Yapılacak İşler
A) Galericiler sitesi iddiasıyla ilgili yazıya göre, teknik şartnameyi Aksu Belediyesi adına kimin imzaladığı ileri sürülüyor?
B) Galericiler sitesi iddiasıyla ilgili yazıyı iki cümleyle özetleyin.
C) Galericiler sitesi iddiasıyla ilgili yazıyı kaldığı yerden devam ettirerek sonraki bölümü tamamlayın.

Okunacak Bölüm
****************

Geçen hafta bu kadarına da pes dedirtecek bir iddia ortaya atıldı. İddiaya göre mülkiyetin çoğunluğu vatandaşlara ait olan 250 dönüm arazi üzerinde yapılması planlanan Galericiler sitesiyle ilgili Ankara merkezli iki firmayla, Aksu Belediyesi adına Başkan Yardımcısı Yusuf Koçyiğit’in 5 Ocak 2018 tarihinde bir teknik şartname imzalandığı ifade edildi.
Başta şaka gibi gelen bu iddia bizleri oldukça meraklandırdı. Birçok görüşmeler yaptık. Konunun muhatapları, ayrıca iddiayı ortaya atan kişiler ile beraber, bize teknik anlamda ışık tutacak birçok uzmanlarla iki gün boyunca saatlerce görüştük. Bu uzmanların içerisinde, belediye yasasını çok iyi bilen avukatlar ve yılların deneyimine sahip belediye bürokratları yer aldı. Ortaya çıkan söylemler tamamıyla bir facianın göstergesi niteliğindeydi. Nerdeyse beynimiz durma noktasına geldi. Tek çıkışı Pazar günü saat 12.34’te Aksu Belediye Başkanı Halil Şahin’i aramakla bulduk.
Sayın Şahin, sözleşmeden haberdar olduğunun altını çizerek, sözleşmeyle bir alakalarının olmadığını ifade etti. Yani ortalığı bulandırmaya çalışan bazı çevrelerin, belediye bürokratının adı karıştırılarak sahtekârlığa yeltendiğini ifade etmeye çalıştı. Ayrıca Şahin, mevcut alanın mülkiyet sorununun olduğuna vurgu yaparak, “Bu alanın bizle ilgisi yok. Tüm bu sorunlar çözülmeden, ben dahil hiç kimsenin böyle bir sözleşme yapma yetkisi yok” açıklamasında bulundu.

****************

Sunulan Veriler
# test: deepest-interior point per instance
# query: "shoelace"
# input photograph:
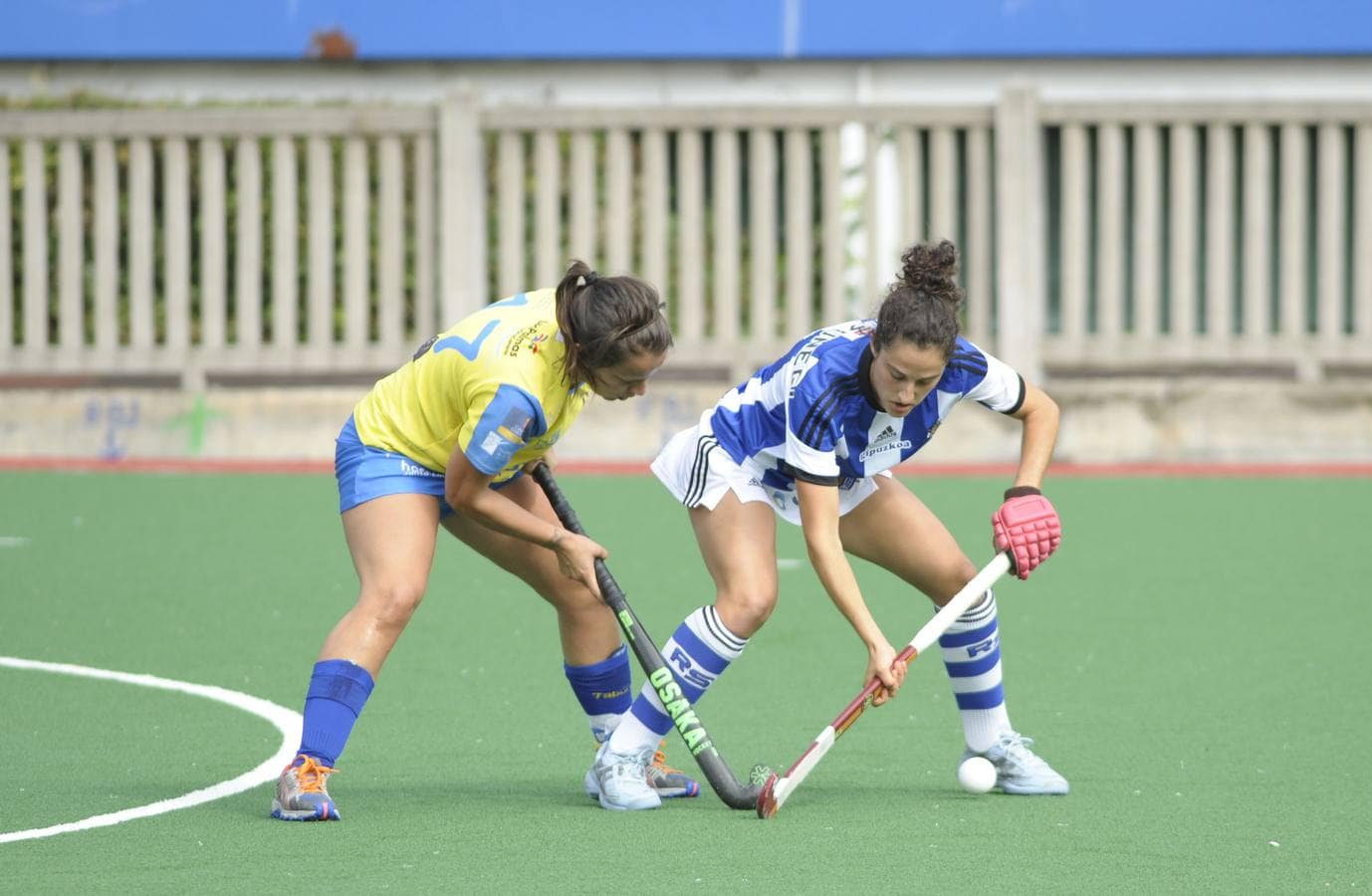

****************

Yanıtlar
A) Başkan Yardımcısı Yusuf Koçyiğit'in imzaladığı ileri sürülüyor.

B) Aksu Belediyesi adına Başkan Yardımcısı Yusuf Koçyiğit'in, 250 dönümlük arazide planlanan Galericiler sitesi için Ankara merkezli iki firmayla 5 Ocak 2018'de teknik şartname imzaladığı iddia edildi ve yazıyı hazırlayanlar bu iddiayı iki gün boyunca ilgililer ve uzmanlarla görüşerek araştırdı. Aksu Belediye Başkanı Halil Şahin ise sözleşmeyle bir alakalarının olmadığını, alanın mülkiyet sorunları çözülmeden kendisi dahil kimsenin böyle bir sözleşme yapma yetkisi bulunmadığını söyledi.

C)
Bu açıklamalar karşısında haliyle akla gelen ilk soru, “Ortada çok ciddi bir iddia var. Maden sözleşmenin bahsi geçen bürokratla alakası yok. Onun adına sahte bir evrak düzenleniyor. Gerekli yasal mercilere her hangi bir suç duyurusu yapıldı mı?”
İşte bu soruyu Sayın Şahin’e sorduk. Verilen yanıt, kocaman bir “Hayır” idi.
Oysaki ortada bir evrak mevcut. Evrakta Aksu Belediye Başkan Yardımcısı Yusuf Koçyiğit’in adı geçiyor. Kendi adına hazırlanmış bir kaşe ile imza mevcut. Bu belgeler elimiz de mevcut. Şayet bu evrak sahte ise neden suç duyurusunda bulunulmuyor.
“Evrak sahtedir” denilerek, geçiştirmeyle bu ciddi iddiaların altından kalkılmaz. Ortada devletin bir birimi olan Belediye’nin ve bir bürokratın adı kullanılarak, sahte evrak düzenlenmişse, amir olmasından dolayı Başkan Halil Şahin ile konunun muhatabı Başkan Yardımcısı Yusuf Koçyiğit, oluşturulacak kötü algıyı ortadan kaldırma adına ivedilikle suç duyurusunda bulunmalı. Aksi halde bu iddiaların doğruluğunun göstergesi olacaktır.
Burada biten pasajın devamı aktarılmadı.